### Objective
Render every line of the rows below as a numbered list, skipping blank lines and leaving the pictures out.

### Provided records
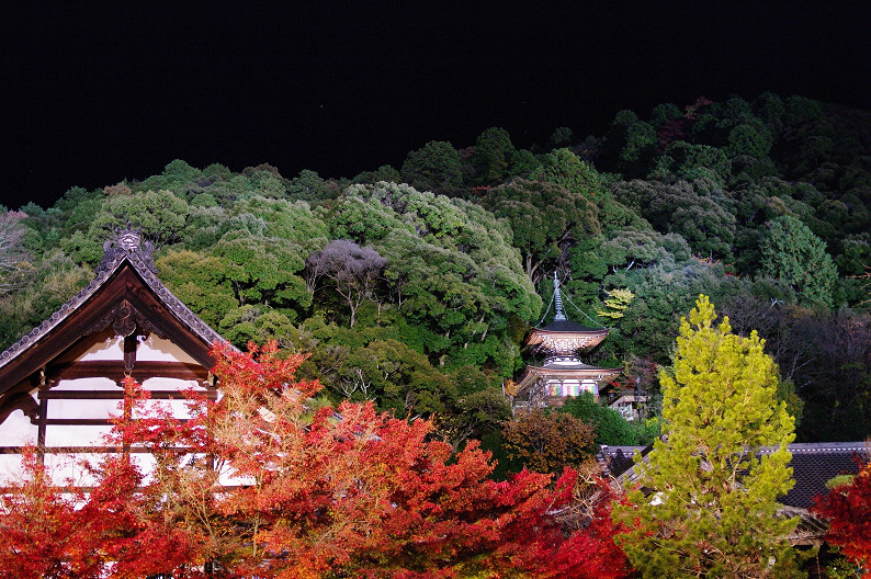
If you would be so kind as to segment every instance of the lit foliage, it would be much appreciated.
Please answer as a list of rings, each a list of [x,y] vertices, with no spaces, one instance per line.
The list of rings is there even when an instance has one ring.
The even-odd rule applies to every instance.
[[[848,484],[817,498],[815,511],[829,521],[826,541],[862,569],[861,577],[871,578],[871,462]]]
[[[791,577],[785,536],[796,520],[777,515],[792,486],[793,419],[777,401],[777,370],[762,341],[715,323],[706,296],[681,321],[674,374],[663,373],[667,441],[644,464],[645,497],[615,510],[632,530],[619,536],[645,578]],[[757,456],[760,446],[774,445]]]
[[[505,449],[516,464],[539,473],[558,473],[592,459],[593,428],[563,412],[519,412],[502,427]]]
[[[144,453],[118,453],[67,495],[30,457],[3,497],[0,576],[626,576],[603,483],[572,469],[497,483],[477,443],[454,454],[429,421],[309,408],[320,384],[295,381],[304,356],[214,355],[223,397],[189,393],[190,420],[125,379],[111,442],[145,451],[149,473],[131,458]]]

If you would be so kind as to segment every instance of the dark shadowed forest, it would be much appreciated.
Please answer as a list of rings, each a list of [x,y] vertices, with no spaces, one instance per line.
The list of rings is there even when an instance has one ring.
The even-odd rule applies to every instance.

### Result for this exercise
1. If you would be so kind as to segment every instance of the lit foliage, it would be much appreciated.
2. Please answer as a list of rings, each a list of [x,y] vertices, with no spaces, one instance per line.
3. The list of rings is there even when an instance has one ring.
4. The even-odd rule applies to every instance.
5. [[[848,484],[817,498],[815,511],[829,521],[826,541],[862,569],[861,577],[871,578],[871,462]]]
6. [[[791,577],[785,536],[796,520],[777,515],[792,486],[793,419],[777,401],[777,370],[762,341],[715,323],[706,296],[681,321],[674,374],[663,373],[667,441],[644,464],[645,497],[615,510],[632,530],[619,536],[645,578]],[[757,456],[760,446],[774,445]]]
7. [[[505,449],[516,464],[539,473],[558,473],[592,459],[593,428],[563,412],[519,412],[502,427]]]
8. [[[144,453],[118,453],[67,495],[30,457],[3,497],[0,576],[626,576],[603,483],[572,469],[497,483],[477,443],[454,454],[429,421],[309,408],[320,384],[295,381],[304,356],[214,355],[223,397],[189,393],[190,420],[125,379],[111,442],[145,451],[149,473],[131,458]]]
9. If you would be so kind as to segment every instance of the dark shadowed forest, it would be much appreciated.
10. Please answer as a list of rings, each a list of [x,y] vertices, with no spaces, one instance per line.
11. The list of rings is there even when an instance has one ring.
12. The even-odd rule applies to every instance.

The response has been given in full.